Segment Start: Data extract
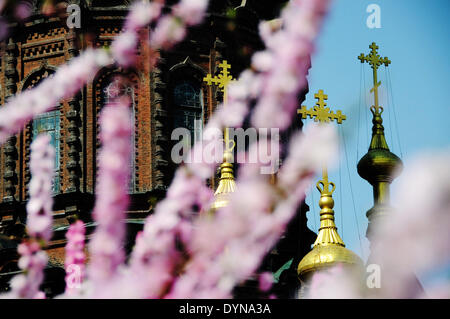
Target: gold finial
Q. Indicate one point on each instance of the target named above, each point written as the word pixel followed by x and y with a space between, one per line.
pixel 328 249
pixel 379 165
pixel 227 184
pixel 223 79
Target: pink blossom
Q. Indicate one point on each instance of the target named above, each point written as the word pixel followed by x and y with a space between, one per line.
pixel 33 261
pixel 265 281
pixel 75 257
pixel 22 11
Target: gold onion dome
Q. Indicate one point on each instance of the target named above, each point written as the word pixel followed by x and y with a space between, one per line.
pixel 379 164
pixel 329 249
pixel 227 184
Segment End: Data extract
Segment Start: Data extract
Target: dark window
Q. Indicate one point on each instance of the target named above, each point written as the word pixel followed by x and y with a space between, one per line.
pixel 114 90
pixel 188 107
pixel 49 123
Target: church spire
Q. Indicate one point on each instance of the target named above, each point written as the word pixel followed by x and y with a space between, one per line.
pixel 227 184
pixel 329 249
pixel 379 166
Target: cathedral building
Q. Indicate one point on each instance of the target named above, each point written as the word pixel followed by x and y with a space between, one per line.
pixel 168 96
Segment End: Data extract
Segment Start: Data extract
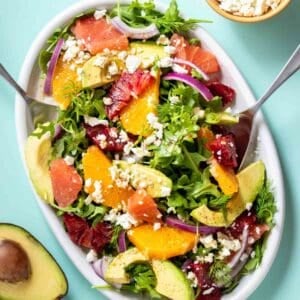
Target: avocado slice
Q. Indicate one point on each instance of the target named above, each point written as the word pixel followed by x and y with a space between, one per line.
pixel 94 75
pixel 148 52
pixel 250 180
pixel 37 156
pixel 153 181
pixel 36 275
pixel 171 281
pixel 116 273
Segment End: Data extract
- Work item -
For the string "gold", show each line of the entries above where it occurs.

- Exercise output -
Target: gold finial
Target: gold onion dome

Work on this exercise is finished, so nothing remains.